***** MATERIAL FOR THIS TASK *****

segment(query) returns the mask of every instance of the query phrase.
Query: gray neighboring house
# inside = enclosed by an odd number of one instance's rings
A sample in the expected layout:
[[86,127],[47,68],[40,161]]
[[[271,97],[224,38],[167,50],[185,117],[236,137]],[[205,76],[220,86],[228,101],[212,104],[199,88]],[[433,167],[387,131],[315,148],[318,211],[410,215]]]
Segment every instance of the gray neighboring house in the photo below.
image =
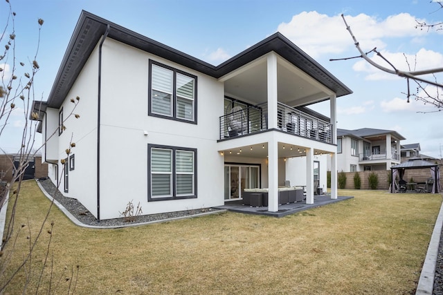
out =
[[422,151],[422,149],[419,143],[401,144],[401,162],[403,163],[404,162],[408,161],[410,158],[417,158],[432,162],[440,161],[440,159],[436,158],[420,153],[420,151]]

*****

# EXERCISE
Lay out the rows above as a Markdown table with two columns, Line No. and Content, giving each line its number and skipping any blank lines. Leave the pictures out of the table.

# REPLY
| Line No. | Content |
|---|---|
| 1 | segment(query) returns the mask of every instance of the query phrase. |
| 2 | Query: gray neighboring house |
| 3 | # inside = enclosed by an odd number of one instance's rings |
| 4 | A sample in the expected layout: |
| 5 | [[86,127],[47,68],[40,161]] |
| 6 | [[[271,97],[224,38],[167,50],[185,117],[236,137]],[[205,76],[220,86],[228,101],[212,104],[199,88]],[[433,167],[387,131],[315,148],[318,211],[410,215]]] |
| 7 | Segment every instance of the gray neighboring house in the photo below. |
| 8 | image = |
| 9 | out = |
| 10 | [[422,151],[422,149],[419,143],[401,144],[401,162],[403,163],[404,162],[408,161],[410,158],[417,158],[432,162],[440,161],[440,159],[436,158],[420,153],[420,151]] |